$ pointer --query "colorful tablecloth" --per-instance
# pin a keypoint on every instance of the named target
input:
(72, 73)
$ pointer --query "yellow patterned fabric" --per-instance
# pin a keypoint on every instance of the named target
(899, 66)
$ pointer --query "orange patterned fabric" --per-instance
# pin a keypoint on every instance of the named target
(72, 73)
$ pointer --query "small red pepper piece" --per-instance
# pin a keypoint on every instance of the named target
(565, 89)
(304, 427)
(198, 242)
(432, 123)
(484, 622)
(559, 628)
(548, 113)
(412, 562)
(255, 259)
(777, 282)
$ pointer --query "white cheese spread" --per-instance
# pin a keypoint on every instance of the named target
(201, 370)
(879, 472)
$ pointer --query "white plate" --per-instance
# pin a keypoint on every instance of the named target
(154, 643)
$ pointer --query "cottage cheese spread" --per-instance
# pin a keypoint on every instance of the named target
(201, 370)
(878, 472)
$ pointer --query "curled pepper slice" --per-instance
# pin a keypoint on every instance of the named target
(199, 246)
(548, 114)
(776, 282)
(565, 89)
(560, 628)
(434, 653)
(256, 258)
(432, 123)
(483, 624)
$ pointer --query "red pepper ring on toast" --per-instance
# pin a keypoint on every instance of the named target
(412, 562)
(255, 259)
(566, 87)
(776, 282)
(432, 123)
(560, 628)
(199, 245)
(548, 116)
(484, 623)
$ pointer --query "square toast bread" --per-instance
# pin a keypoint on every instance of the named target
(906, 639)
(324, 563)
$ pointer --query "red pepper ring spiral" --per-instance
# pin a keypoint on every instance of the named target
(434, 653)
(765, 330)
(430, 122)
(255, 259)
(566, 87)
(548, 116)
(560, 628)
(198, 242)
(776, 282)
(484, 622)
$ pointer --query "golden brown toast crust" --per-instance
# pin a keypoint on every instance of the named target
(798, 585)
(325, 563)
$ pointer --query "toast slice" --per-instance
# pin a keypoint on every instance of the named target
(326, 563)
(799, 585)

____________

- INSTRUCTION
Rewrite every one of the rows above with "keypoint" changed to "marker" wherever it occurs. Leave all other text as it is.

- ANSWER TO THE PROBLEM
$ pointer --query "colorful tablecloth" --per-instance
# pin a marker on every instance of the named target
input:
(72, 73)
$ pointer --query "yellow patterned fabric" --per-instance
# pin a marker on every instance of the named target
(899, 66)
$ pointer --query "orange patterned fabric" --per-instance
# pin a marker on every instance of the named target
(72, 73)
$ pointer --query "small red pepper piece" --per-instance
# pin a marker on every instance of the named target
(565, 89)
(304, 427)
(198, 242)
(432, 123)
(484, 622)
(559, 628)
(548, 113)
(412, 562)
(255, 259)
(777, 282)
$ pointer --query "white cheese spread" --per-instance
# pin a marker on every instance of the named target
(201, 370)
(879, 472)
$ pointer --query "white plate" --per-instance
# pin a marker on every instance of the named target
(154, 643)
$ pointer --query "cottage cheese spread" --per-instance
# pin a marker on every instance of the named target
(201, 370)
(878, 472)
$ pointer --query "curled pepper slice" --per-instance
# pin a marker on every instance of the named target
(199, 246)
(548, 114)
(776, 282)
(565, 89)
(560, 628)
(434, 653)
(256, 258)
(432, 123)
(483, 624)
$ pointer --query "red pepper ring on toast" --per-instance
# pin a marker on every instance of the named target
(412, 562)
(255, 259)
(566, 87)
(776, 282)
(432, 123)
(560, 628)
(199, 245)
(548, 116)
(484, 623)
$ pointer --query "square toast bread" --per-instance
# pin a marker on every instance of the named target
(906, 639)
(324, 563)
$ pointer --query "red pepper ring spiral" --per-instance
# pin a marker on every instance of the named target
(434, 653)
(765, 330)
(430, 122)
(255, 259)
(566, 87)
(548, 116)
(560, 628)
(198, 242)
(776, 282)
(484, 622)
$ pointer --query "golden brown toast crust" --per-instance
# pin a marker on every instance of the named target
(798, 585)
(325, 563)
$ pointer --query "toast slice" --per-instance
# pin a marker on every instance of the named target
(326, 563)
(799, 585)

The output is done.